━━ PASSAGE PROVIDED ━━
# Horn Mt



## Haymal (May 27, 2011)

My hats off to the two cc boats who did an overnighter this past Saturday at Horn Mountain. The blue boat appeared to catch a few tuna to boot! Never the less, you guys hate fish much more than I but I am impressed with ya'lls dedication as Sunday the sea state turned to 2' western chop due to the storms we had in the area.


----------



## JoeyWelch (Sep 25, 2009)

*Sometimes you just got to want it!!!!*


----------



## msubdawg (Feb 29, 2008)

*Blue Boat Bucket of Fish*

We ended up with a bucket of fish.


----------



## spinfactor (Sep 22, 2013)

That's the nicest bucket of fish I've seen. BTW, how far is it to horn mountain?


----------



## Scruggspc (Mar 20, 2013)
━━━
━━ RECORDED INFORMATION ━━
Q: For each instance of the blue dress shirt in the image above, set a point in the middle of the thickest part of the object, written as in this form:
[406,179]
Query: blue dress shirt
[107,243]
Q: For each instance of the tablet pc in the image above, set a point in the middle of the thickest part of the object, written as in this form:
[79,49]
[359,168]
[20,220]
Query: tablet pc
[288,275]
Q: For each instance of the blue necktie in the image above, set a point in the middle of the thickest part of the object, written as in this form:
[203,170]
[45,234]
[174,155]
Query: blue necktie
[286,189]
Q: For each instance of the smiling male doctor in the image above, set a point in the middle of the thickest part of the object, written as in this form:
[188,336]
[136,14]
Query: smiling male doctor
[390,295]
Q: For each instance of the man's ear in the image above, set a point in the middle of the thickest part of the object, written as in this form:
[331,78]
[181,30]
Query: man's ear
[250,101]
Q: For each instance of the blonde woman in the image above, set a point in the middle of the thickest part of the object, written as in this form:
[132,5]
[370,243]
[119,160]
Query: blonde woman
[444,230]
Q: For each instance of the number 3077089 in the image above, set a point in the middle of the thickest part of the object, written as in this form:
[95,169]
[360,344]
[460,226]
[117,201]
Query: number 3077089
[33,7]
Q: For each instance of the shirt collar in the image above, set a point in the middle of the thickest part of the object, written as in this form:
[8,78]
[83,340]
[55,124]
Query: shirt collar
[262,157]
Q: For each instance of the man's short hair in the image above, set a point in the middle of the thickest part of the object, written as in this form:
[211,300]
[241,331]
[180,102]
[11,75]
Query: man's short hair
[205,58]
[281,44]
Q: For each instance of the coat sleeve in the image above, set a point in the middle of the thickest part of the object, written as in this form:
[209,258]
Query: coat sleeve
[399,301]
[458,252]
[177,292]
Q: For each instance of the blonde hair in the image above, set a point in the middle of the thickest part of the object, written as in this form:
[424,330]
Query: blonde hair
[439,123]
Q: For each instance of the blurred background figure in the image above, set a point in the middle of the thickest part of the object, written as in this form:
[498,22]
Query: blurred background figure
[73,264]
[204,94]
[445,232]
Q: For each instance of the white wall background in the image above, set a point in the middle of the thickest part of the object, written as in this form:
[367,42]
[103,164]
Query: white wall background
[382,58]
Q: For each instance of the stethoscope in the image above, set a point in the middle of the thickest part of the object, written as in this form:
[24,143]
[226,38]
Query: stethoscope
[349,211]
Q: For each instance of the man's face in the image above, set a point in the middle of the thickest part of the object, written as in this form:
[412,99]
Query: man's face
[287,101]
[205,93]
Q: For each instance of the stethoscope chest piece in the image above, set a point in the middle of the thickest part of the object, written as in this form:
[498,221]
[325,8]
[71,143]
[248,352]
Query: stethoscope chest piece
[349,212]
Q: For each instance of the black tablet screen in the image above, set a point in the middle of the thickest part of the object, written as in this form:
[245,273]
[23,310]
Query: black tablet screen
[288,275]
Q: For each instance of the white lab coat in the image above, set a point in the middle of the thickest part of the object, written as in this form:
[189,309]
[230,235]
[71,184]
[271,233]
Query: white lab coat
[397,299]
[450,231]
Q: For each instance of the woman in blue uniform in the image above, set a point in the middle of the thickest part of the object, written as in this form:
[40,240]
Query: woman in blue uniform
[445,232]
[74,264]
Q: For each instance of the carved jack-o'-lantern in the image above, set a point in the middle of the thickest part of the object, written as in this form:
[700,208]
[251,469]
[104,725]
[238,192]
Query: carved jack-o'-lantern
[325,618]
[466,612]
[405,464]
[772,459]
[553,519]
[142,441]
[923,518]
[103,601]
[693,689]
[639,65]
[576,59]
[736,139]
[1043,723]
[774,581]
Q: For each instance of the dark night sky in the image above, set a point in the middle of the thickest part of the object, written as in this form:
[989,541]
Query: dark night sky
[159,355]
━━━
AIM >> Pick up the forum thread about fishing at Horn Mountain from the point where it stops, and keep writing it. The items are separate material and are not part of the thread about Horn Mountain.

RESPONSE >>
spinfactor said:


> That's the nicest bucket of fish I've seen. BTW, how far is it to horn mountain?


93 nm on a 193 out of OB.


----------



## spinfactor (Sep 22, 2013)

Yea, that's what I thought. Think that's a little far out there with my boat being it's a 24 foot bay boat powered with a 225 Yami 4 stroke saddled with a 77 gallon fuel tank. To bad, now that snapper season is over I'm left wondering what and where to fish upon my return August 15. Trolling for kings can get old after a while.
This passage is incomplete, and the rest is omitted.